EXTRAIT DU TEXTE
SAINTE CÉCILE ET LA SOCIÉTÉ ROMAINE : le voyage que fit en Grèce Hadrien, l'an 126

L'église romaine, de son côté, regarda le triomphe d'Ignace comme une de ses gloires personnelles, et, de tous les athlètes chrétiens qui ont consacré pour jamais le Colisée par leur sang, il n'en est aucun dont le nom plane avec autant de majesté sur ce magnifique monument de la grandeur et de la férocité de la Rome impériale.

 

 Evariste ne survécut pas longtemps à l'immolation de l'évêque d'Antioche. Dès l'année 108, il passa à une vie meilleure, et alla reposer dans la crypte Vaticane.

 

Son successeur fut Alexandre. Il était né à Rome d'un père qui portait le même nom, dans le quartier que l'on nommait Caput Tauri, qui paraît être le même que Suétone appelle Capita Bubala. Nous avons sur ce pontife des Actes que nous ne prétendons pas accepter dans toute leur teneur, mais qui contiennent plusieurs traits auxquels il serait injuste de refuser une valeur historique.

PROBLÈMES À RÉSOUDRE
[A] Citez l'extrait sur l'Église romaine en commençant aux mots « L'église romaine, de » et en vous arrêtant après « une valeur historique. ».
[B] D'après l'extrait sur l'Église romaine, en quelle année Evariste passa-t-il à une vie meilleure ?
Les données ne sont d'aucune utilité pour ce travail.

MATÉRIEL FOURNI
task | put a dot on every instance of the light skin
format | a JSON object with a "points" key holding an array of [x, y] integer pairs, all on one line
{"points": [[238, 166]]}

RÉPONSES ATTENDUES
[A]
L'église romaine, de son côté, regarda le triomphe d'Ignace comme une de ses gloires personnelles, et, de tous les athlètes chrétiens qui ont consacré pour jamais le Colisée par leur sang, il n'en est aucun dont le nom plane avec autant de majesté sur ce magnifique monument de la grandeur et de la férocité de la Rome impériale.

 

 Evariste ne survécut pas longtemps à l'immolation de l'évêque d'Antioche. Dès l'année 108, il passa à une vie meilleure, et alla reposer dans la crypte Vaticane.

 

Son successeur fut Alexandre. Il était né à Rome d'un père qui portait le même nom, dans le quartier que l'on nommait Caput Tauri, qui paraît être le même que Suétone appelle Capita Bubala. Nous avons sur ce pontife des Actes que nous ne prétendons pas accepter dans toute leur teneur, mais qui contiennent plusieurs traits auxquels il serait injuste de refuser une valeur historique.

[B] En l'année 108.